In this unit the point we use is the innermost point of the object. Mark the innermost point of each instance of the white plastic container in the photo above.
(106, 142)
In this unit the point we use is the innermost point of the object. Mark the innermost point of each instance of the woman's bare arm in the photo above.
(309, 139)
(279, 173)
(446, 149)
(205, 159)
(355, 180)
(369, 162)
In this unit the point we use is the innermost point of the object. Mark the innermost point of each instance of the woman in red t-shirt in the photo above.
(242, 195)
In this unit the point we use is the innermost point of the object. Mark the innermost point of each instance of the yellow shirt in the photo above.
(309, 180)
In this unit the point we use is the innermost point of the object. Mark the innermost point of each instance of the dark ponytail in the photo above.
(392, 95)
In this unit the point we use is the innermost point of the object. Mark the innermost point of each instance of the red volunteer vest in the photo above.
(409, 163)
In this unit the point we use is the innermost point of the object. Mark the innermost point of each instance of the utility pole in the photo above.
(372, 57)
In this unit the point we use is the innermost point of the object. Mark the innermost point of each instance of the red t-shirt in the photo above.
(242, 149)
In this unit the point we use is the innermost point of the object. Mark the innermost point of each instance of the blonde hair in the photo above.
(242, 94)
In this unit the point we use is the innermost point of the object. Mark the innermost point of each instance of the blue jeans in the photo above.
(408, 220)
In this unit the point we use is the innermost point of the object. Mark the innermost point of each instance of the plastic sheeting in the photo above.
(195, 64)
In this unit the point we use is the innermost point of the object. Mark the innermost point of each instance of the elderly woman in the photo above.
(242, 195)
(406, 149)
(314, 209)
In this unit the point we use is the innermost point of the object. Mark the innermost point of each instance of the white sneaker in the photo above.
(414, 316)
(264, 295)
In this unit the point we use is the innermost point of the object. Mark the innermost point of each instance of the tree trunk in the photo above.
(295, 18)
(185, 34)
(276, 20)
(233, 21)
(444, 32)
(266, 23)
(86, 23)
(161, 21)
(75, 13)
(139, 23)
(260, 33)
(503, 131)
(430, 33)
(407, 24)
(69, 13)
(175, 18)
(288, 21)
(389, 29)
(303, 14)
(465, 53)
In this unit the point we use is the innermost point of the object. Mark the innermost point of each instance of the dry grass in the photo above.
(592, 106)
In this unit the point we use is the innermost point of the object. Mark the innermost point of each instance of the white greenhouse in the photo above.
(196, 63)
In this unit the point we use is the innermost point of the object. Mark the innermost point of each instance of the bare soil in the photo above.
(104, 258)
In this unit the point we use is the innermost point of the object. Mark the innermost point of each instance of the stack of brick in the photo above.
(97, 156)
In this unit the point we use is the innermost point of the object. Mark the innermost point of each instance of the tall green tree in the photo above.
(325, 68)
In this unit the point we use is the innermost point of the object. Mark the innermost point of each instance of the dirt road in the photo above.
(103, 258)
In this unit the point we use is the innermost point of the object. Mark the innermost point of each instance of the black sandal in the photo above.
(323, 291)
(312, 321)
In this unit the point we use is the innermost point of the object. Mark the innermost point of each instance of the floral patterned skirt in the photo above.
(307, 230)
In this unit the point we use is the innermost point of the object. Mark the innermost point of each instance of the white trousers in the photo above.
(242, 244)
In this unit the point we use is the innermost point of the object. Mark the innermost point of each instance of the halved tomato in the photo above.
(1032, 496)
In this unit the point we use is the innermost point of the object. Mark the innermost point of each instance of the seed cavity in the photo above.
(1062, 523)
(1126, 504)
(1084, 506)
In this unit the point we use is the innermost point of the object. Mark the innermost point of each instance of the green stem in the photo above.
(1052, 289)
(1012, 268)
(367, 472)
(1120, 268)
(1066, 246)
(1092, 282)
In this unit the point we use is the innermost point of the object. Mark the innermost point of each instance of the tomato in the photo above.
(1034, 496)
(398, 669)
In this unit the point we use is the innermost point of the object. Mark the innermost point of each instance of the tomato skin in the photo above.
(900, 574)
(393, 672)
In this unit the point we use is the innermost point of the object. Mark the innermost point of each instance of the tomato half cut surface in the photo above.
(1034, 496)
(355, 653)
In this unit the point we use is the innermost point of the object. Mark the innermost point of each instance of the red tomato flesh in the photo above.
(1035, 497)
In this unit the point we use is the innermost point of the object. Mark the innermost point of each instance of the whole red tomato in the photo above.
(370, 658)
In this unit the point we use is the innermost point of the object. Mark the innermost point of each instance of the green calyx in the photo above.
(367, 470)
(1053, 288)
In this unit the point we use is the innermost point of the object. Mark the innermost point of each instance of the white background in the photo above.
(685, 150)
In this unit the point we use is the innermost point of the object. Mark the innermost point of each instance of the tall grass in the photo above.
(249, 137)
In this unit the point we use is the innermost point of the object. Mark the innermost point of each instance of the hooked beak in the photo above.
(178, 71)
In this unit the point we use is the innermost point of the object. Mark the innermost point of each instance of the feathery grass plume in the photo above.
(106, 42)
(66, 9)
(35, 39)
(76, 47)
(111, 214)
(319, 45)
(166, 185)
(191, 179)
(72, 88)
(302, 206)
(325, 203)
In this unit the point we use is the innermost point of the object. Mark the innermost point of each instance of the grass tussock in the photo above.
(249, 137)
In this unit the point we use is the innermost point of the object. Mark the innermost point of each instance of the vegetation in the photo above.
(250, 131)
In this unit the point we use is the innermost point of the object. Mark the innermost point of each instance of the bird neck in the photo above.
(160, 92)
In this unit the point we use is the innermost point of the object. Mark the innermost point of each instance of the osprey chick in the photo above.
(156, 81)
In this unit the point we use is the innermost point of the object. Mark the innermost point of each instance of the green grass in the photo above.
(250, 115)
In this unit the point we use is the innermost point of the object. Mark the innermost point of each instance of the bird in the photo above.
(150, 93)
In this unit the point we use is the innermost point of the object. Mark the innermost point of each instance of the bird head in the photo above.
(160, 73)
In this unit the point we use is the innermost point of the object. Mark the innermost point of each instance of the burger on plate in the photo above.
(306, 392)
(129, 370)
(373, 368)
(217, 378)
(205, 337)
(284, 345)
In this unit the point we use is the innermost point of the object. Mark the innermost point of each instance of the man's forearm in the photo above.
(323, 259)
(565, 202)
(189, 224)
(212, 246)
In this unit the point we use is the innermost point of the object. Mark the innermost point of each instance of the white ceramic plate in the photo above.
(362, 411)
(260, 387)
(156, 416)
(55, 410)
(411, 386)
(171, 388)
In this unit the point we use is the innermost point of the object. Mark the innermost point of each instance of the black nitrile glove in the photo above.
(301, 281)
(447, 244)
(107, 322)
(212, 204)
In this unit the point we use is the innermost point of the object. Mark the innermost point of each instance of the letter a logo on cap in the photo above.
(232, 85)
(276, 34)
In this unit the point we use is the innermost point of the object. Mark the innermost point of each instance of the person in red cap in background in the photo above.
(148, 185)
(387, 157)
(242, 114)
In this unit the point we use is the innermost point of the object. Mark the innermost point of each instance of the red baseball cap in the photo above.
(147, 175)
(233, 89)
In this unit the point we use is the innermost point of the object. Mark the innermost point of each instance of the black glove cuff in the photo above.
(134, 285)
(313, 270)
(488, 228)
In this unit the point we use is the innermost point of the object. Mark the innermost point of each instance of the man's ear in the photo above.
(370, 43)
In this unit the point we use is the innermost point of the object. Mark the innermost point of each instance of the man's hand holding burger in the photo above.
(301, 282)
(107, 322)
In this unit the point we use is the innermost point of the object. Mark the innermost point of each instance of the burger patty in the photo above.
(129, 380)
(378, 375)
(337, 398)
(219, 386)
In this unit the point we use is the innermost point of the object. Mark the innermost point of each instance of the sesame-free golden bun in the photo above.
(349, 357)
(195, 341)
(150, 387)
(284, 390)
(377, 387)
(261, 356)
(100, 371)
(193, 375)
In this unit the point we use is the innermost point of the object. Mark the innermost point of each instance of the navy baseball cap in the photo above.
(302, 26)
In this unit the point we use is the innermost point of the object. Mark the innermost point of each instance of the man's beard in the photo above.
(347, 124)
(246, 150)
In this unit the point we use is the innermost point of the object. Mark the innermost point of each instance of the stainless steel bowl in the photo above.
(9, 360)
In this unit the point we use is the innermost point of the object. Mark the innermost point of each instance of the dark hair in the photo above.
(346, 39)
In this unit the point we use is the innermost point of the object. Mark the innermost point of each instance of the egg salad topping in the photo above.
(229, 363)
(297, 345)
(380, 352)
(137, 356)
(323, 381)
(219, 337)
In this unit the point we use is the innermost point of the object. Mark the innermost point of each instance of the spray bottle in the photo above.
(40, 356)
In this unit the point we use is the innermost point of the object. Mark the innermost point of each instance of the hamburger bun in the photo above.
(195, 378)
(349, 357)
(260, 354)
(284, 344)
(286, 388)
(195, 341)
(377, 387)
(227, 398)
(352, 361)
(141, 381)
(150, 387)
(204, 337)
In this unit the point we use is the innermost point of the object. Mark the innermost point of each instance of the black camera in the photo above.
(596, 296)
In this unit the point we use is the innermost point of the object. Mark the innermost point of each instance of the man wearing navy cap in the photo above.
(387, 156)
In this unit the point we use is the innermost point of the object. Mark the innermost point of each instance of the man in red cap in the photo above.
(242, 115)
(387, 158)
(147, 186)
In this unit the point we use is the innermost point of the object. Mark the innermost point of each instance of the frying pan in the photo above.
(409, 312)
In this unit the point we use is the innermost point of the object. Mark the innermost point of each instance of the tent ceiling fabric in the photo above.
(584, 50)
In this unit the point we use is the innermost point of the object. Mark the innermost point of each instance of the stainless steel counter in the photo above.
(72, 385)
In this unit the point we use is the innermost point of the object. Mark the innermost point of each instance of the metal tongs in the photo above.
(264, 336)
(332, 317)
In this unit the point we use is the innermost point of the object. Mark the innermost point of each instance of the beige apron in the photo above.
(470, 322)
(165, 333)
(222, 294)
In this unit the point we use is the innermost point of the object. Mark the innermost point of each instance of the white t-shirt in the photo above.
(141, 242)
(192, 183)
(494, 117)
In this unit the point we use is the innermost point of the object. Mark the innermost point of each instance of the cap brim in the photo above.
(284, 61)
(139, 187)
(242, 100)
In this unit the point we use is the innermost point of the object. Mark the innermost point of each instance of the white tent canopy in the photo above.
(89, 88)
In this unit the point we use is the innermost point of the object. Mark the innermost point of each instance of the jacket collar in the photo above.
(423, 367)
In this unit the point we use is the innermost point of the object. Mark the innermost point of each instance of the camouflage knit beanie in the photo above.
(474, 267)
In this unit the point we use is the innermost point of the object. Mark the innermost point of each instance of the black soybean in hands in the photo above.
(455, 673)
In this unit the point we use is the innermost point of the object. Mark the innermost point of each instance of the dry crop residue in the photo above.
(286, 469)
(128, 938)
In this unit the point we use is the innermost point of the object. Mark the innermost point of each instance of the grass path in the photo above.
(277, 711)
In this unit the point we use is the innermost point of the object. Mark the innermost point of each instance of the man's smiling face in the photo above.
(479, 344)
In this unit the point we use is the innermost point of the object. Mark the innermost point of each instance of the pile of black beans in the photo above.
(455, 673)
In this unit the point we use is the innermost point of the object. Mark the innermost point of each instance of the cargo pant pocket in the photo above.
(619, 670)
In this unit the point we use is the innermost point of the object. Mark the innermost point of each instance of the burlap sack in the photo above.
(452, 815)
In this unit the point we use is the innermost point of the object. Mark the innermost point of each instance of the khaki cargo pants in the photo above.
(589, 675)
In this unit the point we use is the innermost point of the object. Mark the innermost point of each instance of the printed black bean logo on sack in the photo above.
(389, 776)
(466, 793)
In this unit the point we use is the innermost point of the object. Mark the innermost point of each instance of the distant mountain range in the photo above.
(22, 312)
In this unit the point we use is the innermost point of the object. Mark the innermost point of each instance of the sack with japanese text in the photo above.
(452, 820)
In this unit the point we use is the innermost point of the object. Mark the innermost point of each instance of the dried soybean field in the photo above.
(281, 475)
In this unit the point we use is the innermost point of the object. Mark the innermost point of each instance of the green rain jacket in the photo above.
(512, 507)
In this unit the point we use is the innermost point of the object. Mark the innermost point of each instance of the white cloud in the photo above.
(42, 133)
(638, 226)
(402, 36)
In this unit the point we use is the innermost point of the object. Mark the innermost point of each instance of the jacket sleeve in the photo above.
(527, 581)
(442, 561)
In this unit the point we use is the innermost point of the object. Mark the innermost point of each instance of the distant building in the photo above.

■ TASK REQUIREMENTS ■
Nothing outside the span should appear: transcribe the lines from the one containing "text in the photo above." through the last line of the records.

■ PROBLEM SOLUTION ■
In this unit the point we use is the innermost point of the object. Mark the innermost point of each instance of the sack with japanese text in the photo above.
(452, 820)
In this unit the point we use is the innermost point of the object. Mark the innermost point of each instance of the dried soybean field in the photo above.
(281, 475)
In this unit the point we use is the innermost point of the object. Mark the innermost point of each instance of the green rain jacket in the photo above.
(512, 507)
In this unit the point we use is the innermost point of the object. Mark the innermost point of each instance of the white cloud in the photo above.
(42, 133)
(638, 226)
(402, 36)
In this unit the point we use is the innermost point of the object. Mark the innermost point of each instance of the jacket sleeve in the photo above.
(527, 581)
(442, 561)
In this unit the point we use is the innermost point of the object. Mark the innermost point of each instance of the distant building in the photo above.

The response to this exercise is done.